■ **WHAT IS NEEDED**:
Rescale the records below. Write every line out again, requests included, and multiply each coordinate in the answers by 2.45, rounding to a whole number with halves going up.

■ **TASK INPUTS**:
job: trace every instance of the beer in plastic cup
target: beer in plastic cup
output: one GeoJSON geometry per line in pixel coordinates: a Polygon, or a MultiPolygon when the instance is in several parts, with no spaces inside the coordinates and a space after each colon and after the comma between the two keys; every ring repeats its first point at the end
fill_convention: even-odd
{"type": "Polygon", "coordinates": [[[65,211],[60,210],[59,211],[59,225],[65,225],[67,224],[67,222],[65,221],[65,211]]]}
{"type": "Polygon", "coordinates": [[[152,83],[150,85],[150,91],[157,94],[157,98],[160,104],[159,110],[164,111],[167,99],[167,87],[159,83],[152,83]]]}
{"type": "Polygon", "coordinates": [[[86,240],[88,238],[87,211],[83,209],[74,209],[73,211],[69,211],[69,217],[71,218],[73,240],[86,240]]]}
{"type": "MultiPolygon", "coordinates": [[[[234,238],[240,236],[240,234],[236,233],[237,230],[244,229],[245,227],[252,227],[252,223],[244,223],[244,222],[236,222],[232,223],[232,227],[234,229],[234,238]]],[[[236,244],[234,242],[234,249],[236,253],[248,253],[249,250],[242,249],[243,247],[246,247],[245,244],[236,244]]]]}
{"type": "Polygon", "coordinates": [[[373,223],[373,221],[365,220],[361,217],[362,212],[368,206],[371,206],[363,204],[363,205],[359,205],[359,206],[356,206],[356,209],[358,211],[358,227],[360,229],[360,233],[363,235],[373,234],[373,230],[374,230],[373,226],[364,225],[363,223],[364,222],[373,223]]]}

■ **EXERCISE RESPONSE**:
job: trace every instance of the beer in plastic cup
target: beer in plastic cup
output: one GeoJSON geometry per line in pixel coordinates: a Polygon, or a MultiPolygon when the instance is in several parts, with no spaces inside the coordinates and a space after each colon and after the comma between the two keys; every ring repeats its first point at the end
fill_convention: even-odd
{"type": "Polygon", "coordinates": [[[159,517],[147,515],[145,517],[145,551],[159,551],[164,549],[164,544],[159,541],[159,517]]]}
{"type": "Polygon", "coordinates": [[[372,203],[368,208],[368,223],[385,230],[385,240],[392,255],[390,270],[402,272],[409,243],[409,213],[390,203],[372,203]]]}
{"type": "Polygon", "coordinates": [[[211,588],[216,583],[213,517],[203,512],[181,512],[179,517],[169,517],[169,532],[174,534],[179,588],[211,588]]]}
{"type": "MultiPolygon", "coordinates": [[[[573,583],[588,578],[588,573],[578,571],[581,564],[598,561],[600,556],[617,556],[617,546],[598,546],[598,544],[578,544],[568,546],[568,556],[573,561],[573,583]]],[[[578,598],[573,593],[573,610],[578,620],[608,620],[610,613],[593,610],[595,605],[603,605],[600,598],[578,598]]]]}
{"type": "Polygon", "coordinates": [[[914,546],[914,541],[894,539],[884,532],[887,519],[902,505],[909,505],[889,500],[889,502],[880,502],[880,505],[872,505],[872,512],[877,517],[877,556],[882,561],[882,571],[889,576],[914,573],[914,564],[916,564],[914,554],[892,551],[889,546],[892,544],[914,546]]]}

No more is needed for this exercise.